■ What to work on: For each entry that follows, write out an identical copy.

■ Referring expression pointing data:
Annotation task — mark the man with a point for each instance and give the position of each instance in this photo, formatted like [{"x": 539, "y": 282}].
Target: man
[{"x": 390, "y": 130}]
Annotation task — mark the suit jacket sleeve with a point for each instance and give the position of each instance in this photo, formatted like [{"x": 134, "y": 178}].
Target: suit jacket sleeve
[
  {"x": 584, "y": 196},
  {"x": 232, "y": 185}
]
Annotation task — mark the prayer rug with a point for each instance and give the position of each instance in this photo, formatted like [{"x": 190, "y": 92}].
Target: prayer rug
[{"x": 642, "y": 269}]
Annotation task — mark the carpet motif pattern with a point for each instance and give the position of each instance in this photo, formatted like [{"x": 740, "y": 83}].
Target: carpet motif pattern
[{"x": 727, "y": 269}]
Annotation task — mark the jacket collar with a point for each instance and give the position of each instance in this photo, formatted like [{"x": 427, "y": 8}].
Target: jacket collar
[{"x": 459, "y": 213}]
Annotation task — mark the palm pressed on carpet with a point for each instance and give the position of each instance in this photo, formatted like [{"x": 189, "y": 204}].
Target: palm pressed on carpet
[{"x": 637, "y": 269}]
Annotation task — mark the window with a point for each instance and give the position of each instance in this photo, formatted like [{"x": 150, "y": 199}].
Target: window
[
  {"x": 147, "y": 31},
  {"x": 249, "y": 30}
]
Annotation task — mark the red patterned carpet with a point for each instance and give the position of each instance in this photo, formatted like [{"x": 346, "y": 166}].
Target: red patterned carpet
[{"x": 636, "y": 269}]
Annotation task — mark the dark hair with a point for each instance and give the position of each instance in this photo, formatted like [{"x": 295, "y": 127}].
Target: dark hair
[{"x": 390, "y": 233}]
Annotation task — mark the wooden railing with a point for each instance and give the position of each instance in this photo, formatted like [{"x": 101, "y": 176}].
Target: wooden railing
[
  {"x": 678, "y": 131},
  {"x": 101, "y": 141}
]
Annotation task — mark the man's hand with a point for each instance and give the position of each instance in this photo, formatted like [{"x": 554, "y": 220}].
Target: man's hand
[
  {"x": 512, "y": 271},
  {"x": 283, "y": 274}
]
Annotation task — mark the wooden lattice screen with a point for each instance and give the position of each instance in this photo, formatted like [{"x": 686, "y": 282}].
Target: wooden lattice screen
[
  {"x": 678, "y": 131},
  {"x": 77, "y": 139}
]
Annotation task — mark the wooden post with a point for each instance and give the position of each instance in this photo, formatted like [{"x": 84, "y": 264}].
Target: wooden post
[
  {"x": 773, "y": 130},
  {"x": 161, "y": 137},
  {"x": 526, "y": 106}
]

■ Solution to this problem:
Annotation task — mark the man with a point for each instance and give the position of each instance in this photo, formatted like [{"x": 539, "y": 282}].
Target: man
[{"x": 390, "y": 130}]
Annotation task — mark the suit jacket sleeve with a point for each instance and give the position of each instance in this photo, formatted like [{"x": 134, "y": 178}].
Target: suit jacket sleeve
[
  {"x": 584, "y": 196},
  {"x": 232, "y": 185}
]
Annotation task — mark the prayer rug with a point for each instance and give the position of each instance in this photo, formatted like [{"x": 190, "y": 92}].
Target: prayer rug
[{"x": 642, "y": 269}]
Annotation task — mark the carpet motif pattern with a point for each instance and give the position of each instance in this photo, formatted like [{"x": 740, "y": 83}].
Target: carpet motif pattern
[{"x": 727, "y": 269}]
Annotation task — mark the jacket collar with a point for each instance and give the position of each instance in this photo, formatted like [{"x": 427, "y": 8}].
Target: jacket collar
[{"x": 459, "y": 213}]
Annotation task — mark the palm pressed on carpet with a point for each instance and give the position of each instance in this photo, formatted like [{"x": 189, "y": 204}].
Target: palm pressed on carpet
[{"x": 637, "y": 269}]
Annotation task — mark the window with a point for each instance and give the position of each instance in this photo, formatted like [{"x": 150, "y": 199}].
Target: window
[
  {"x": 147, "y": 31},
  {"x": 249, "y": 30}
]
Annotation task — mark the red patterned carpet with a point for each instance and give the position of each instance in this photo, formatted like [{"x": 346, "y": 166}].
Target: red patterned carpet
[{"x": 636, "y": 269}]
Annotation task — mark the dark hair with a point for each instance and give the position of each instance in this photo, formatted like [{"x": 295, "y": 127}].
Target: dark hair
[{"x": 390, "y": 233}]
Annotation task — mark the wooden railing with a point for each instance and give the position of each instance in this photo, formatted like [{"x": 101, "y": 176}].
Target: wooden railing
[
  {"x": 678, "y": 131},
  {"x": 101, "y": 141}
]
Annotation task — mark the man's hand with a point for each instance and give the position of each instance in this photo, formatted like [{"x": 554, "y": 220}].
Target: man's hand
[
  {"x": 512, "y": 271},
  {"x": 283, "y": 274}
]
Annotation task — mark the wooden lattice screen with a point for each instance and give the position of each instance in this photo, formatted like [{"x": 686, "y": 282}].
Target: wooden lattice screen
[
  {"x": 678, "y": 131},
  {"x": 77, "y": 139}
]
Annotation task — mark the wooden post with a point for each instance and give the position of each instance in this photo, formatted like [{"x": 84, "y": 264}].
Target: wooden post
[
  {"x": 773, "y": 130},
  {"x": 161, "y": 137},
  {"x": 526, "y": 106}
]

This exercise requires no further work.